— Begin Data in this exercise —
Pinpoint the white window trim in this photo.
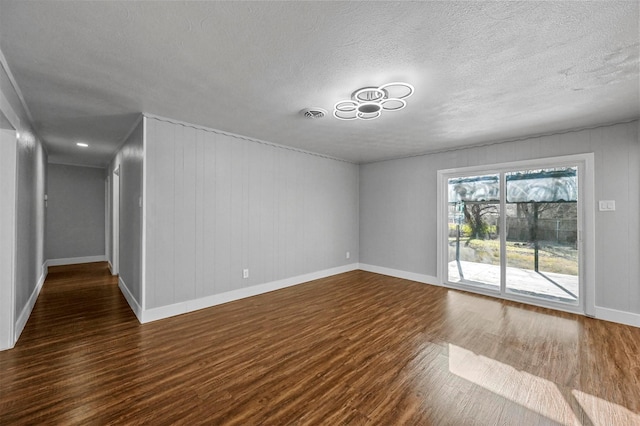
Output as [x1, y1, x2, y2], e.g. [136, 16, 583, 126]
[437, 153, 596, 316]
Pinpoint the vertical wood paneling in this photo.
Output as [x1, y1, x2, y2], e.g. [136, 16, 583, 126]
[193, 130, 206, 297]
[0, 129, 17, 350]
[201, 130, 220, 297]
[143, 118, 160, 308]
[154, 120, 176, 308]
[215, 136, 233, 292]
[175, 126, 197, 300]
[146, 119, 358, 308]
— End Data in this exercise —
— Begin Data in this exercise —
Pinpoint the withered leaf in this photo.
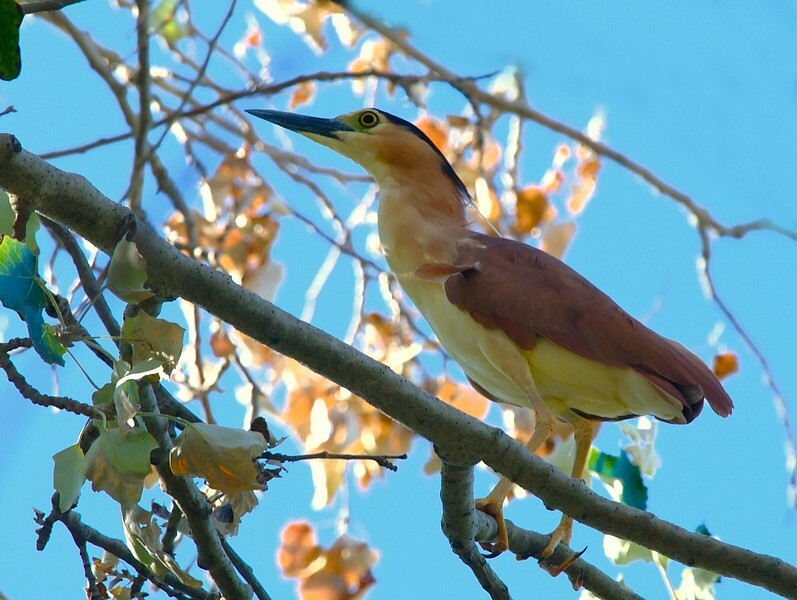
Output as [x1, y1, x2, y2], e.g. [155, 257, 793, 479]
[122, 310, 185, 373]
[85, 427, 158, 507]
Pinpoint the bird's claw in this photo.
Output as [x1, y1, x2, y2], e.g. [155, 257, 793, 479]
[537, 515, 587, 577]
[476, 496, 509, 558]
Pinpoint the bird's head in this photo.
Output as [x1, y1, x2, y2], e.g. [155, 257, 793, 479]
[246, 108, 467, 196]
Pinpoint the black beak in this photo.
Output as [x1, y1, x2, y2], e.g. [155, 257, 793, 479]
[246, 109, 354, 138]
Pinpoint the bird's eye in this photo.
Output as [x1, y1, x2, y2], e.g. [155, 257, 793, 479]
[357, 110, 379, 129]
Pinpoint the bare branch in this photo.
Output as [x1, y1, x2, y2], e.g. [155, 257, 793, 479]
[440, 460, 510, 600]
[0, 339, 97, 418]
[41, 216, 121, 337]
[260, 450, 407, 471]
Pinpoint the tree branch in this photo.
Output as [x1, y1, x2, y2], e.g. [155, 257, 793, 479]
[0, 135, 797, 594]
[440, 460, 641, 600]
— End Data in this exercise —
** What you should do **
Please rewrite the records from the line with "Pinpoint the bird's eye in this photo." to the line with "[260, 450, 407, 471]", changing "bare branch" to "leafless branch" and keeping everything else as it is. Return only those lines.

** Full answer **
Pinpoint the bird's eye in this photo.
Output as [x1, y1, x2, y2], e.g. [155, 257, 793, 479]
[357, 110, 379, 129]
Pinpoint the leafless branch in this photo.
Output as [x1, y1, x2, y2], e.g. [155, 257, 793, 479]
[440, 460, 510, 600]
[0, 339, 97, 418]
[41, 216, 121, 337]
[260, 450, 407, 471]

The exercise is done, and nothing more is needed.